PAGE
■ ■ ■ ■
Trudeau-mania sweeping the country,my wife was bitten by the
bug and I was dragged to couple of pre election rallies surrounded
by mostly women and teenagers.What strikes me is the parallels
to the Obama-mania happening in the US and the irrationality of 
it all,celebrity power versus political content.I also remember how 
it all seemed to come apart ending with the picture of the great
man giving the finger to the Canadian public at some western railway 
station.
            Regards


----------



## OldSolduer (22 Aug 2008)

Let us not be complacent here.

The younger Trudeaus are cut from the same cloth as the elder. They will use their charisma and charm to gain power, then chop us off at the knees.


The elder brought us the NEP, which gutted Alberta literally overnight.
The elder had a hand in the emasculation of the military, which we are now just recovering from.
The elder had a hand in UI (now EI) which ensured that the Maritime provinces would remain have nots until very recently (Way to go Newfoundland!! Danny for PM once Mr. Harper has had enough!!)
The elder hated Western Canada (the finger and "fuddle duddle")

Why would we even consider their point of view?


----------



## Jarnhamar (22 Aug 2008)

> "Networks have shied away from allowing me to go to Afghanistan when I had the chance, and now I don't think I'd want to go -* it's too dangerous*," Trudeau said.
■ ■ ■ ■
PROVIDED MATERIAL
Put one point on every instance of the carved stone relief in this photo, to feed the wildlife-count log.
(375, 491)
■ ■ ■ ■
GIVEN PROBLEM 1
Reproduce the stretch of the Trudeau thread from "## OldSolduer (22" through "at the knees.".
GIVEN PROBLEM 2
Answer these questions from the Trudeau thread:
(a) At the pre-election rallies, who mostly surrounded the first poster?
(b) According to OldSolduer, what did the elder Trudeau bring that gutted Alberta?
(c) In the quoted remark, what reason does Trudeau give for no longer wanting to go to Afghanistan?

FINAL ANSWER 1
## OldSolduer (22 Aug 2008)

Let us not be complacent here.

The younger Trudeaus are cut from the same cloth as the elder. They will use their charisma and charm to gain power, then chop us off at the knees.

FINAL ANSWER 2
(a) Mostly women and teenagers.
(b) The NEP.
(c) It's too dangerous.